### TASK DIRECTIONS:
Please write out every line of the items below exactly as they appear, leaving the pictures out of your answer.

(Point annotation items)
:::::

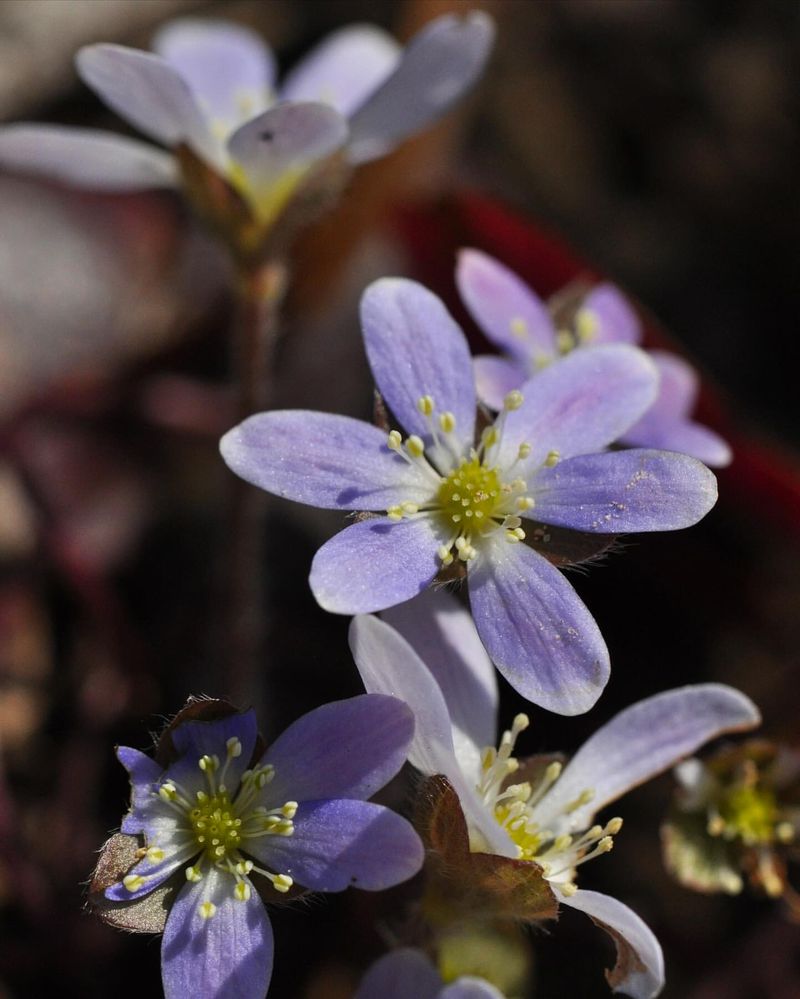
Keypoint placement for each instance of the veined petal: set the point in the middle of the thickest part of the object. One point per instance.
(143, 772)
(340, 844)
(536, 629)
(438, 66)
(145, 90)
(495, 377)
(444, 637)
(323, 460)
(509, 312)
(639, 971)
(344, 69)
(229, 69)
(389, 665)
(347, 749)
(85, 158)
(611, 317)
(228, 954)
(399, 975)
(375, 564)
(683, 436)
(468, 987)
(666, 423)
(579, 405)
(194, 739)
(416, 348)
(276, 149)
(642, 741)
(619, 491)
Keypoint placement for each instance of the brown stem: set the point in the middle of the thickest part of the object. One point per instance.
(259, 295)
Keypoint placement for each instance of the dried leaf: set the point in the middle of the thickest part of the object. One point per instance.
(467, 883)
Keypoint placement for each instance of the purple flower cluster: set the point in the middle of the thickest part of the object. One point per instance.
(221, 818)
(449, 493)
(211, 86)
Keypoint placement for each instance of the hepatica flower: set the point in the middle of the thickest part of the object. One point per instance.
(210, 86)
(450, 498)
(407, 973)
(227, 821)
(539, 812)
(513, 317)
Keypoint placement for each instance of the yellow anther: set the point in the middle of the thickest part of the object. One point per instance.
(415, 446)
(565, 341)
(282, 882)
(586, 325)
(518, 327)
(447, 422)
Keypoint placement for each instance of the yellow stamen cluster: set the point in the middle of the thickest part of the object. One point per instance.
(513, 807)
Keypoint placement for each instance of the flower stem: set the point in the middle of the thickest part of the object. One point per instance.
(260, 290)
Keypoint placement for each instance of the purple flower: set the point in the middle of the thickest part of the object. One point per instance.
(223, 817)
(210, 85)
(448, 500)
(513, 316)
(406, 972)
(549, 818)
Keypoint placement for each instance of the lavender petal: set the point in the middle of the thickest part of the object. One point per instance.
(375, 564)
(641, 973)
(340, 844)
(641, 742)
(344, 69)
(229, 69)
(509, 312)
(536, 629)
(620, 491)
(347, 749)
(322, 460)
(228, 955)
(415, 348)
(85, 158)
(437, 68)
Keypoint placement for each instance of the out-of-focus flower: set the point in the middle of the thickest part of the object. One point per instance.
(736, 816)
(208, 92)
(543, 820)
(227, 821)
(513, 317)
(454, 499)
(405, 973)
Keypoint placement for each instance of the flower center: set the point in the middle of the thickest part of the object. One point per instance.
(472, 492)
(470, 495)
(513, 807)
(215, 825)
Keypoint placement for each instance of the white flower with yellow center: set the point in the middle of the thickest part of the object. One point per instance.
(217, 820)
(537, 811)
(443, 494)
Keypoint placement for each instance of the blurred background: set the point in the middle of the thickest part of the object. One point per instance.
(652, 141)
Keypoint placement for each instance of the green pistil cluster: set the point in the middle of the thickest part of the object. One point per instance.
(215, 826)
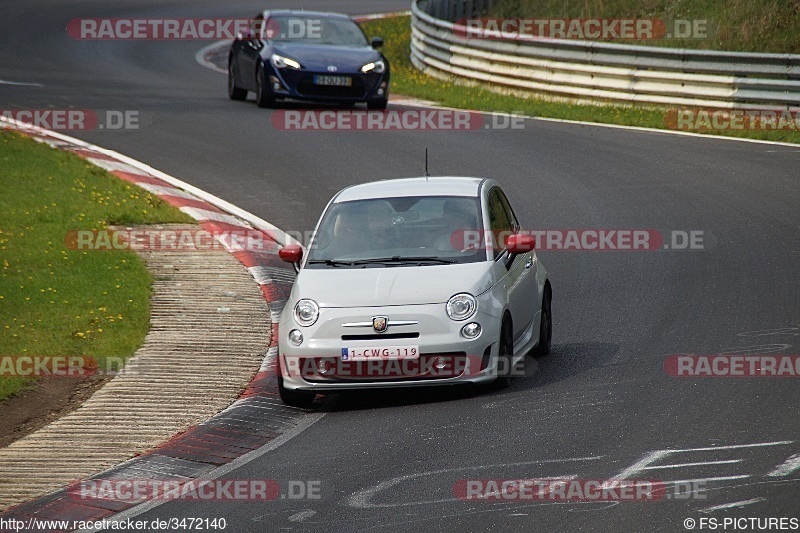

:::::

### CORRECT ANSWER:
Keypoint placement for each instance of the veined petal: set the point in the middle of the thickest part of the object. One point per instance.
(143, 772)
(340, 844)
(536, 629)
(438, 66)
(145, 90)
(495, 377)
(444, 637)
(323, 460)
(509, 312)
(639, 971)
(344, 69)
(229, 69)
(389, 665)
(347, 749)
(85, 158)
(611, 317)
(228, 954)
(399, 975)
(375, 564)
(683, 436)
(468, 987)
(666, 423)
(579, 405)
(194, 739)
(416, 348)
(276, 149)
(642, 741)
(619, 491)
Keypoint placement for each instance of the brown stem: set the point in the middle of the thickest part of the object. One point per instance.
(259, 295)
Keypoint placement for each instance of the dried leaf: set the point in the middle of the thickest part of the object. One point per instance.
(467, 883)
Keypoint placement for each instance of the purple flower cluster: set the point in the middle of the thickest part of the object. One point per instance.
(221, 818)
(449, 493)
(211, 86)
Keypoint placement for each instance of the hepatica flower: set the point in the middle of the thickest part of the object. One point per instance.
(210, 86)
(450, 498)
(407, 973)
(227, 821)
(539, 812)
(513, 317)
Keypoint placement for each instance of the yellow anther: set the point in the middle of the thickest part of the object. One point per instance.
(415, 446)
(565, 341)
(282, 882)
(586, 325)
(518, 327)
(447, 422)
Keypoint placement for each instance of the yellow stamen cluster: set the point in the middle of the thickest part of the object. One point per instance.
(513, 807)
Keypoint placement for each instance of the flower stem: set the point in the middle of the thickest part of the object. One point per instance.
(260, 290)
Keypoint placement for each instance of the purple flower: set the point in the middle of the thickest part of the object. One point per instance.
(223, 817)
(210, 85)
(448, 500)
(513, 316)
(406, 972)
(549, 818)
Keypoint placement for each instance of the lavender petal: set the point in the middle of the thickest part of the object. One point per instance.
(375, 564)
(641, 973)
(340, 844)
(641, 742)
(344, 69)
(229, 69)
(509, 312)
(536, 629)
(620, 491)
(347, 749)
(322, 460)
(228, 955)
(415, 348)
(85, 158)
(437, 68)
Keypoint placement for each instance of the out-of-focus flower: set the point in the middle of the thickest part of the object. One point per instance.
(736, 816)
(208, 92)
(543, 820)
(227, 821)
(513, 317)
(454, 499)
(405, 973)
Keypoint placement for each instance of the flower center: set the point in the middle of the thickest part of the object. One point per instance.
(472, 492)
(470, 495)
(513, 807)
(215, 825)
Keypoint placement for each instance of the white flower with yellow center: set the point in the middle of the thickest part of the object. One point per instance.
(217, 820)
(537, 811)
(443, 494)
Keypoint placement for each instance of the blurred background: set the point in the middle of the thickest part of the object. One point per instance.
(652, 141)
Keypoint placement for each instance of the green pistil cluster: set the point in the middle of the thickest part of the object. One point per instance.
(215, 826)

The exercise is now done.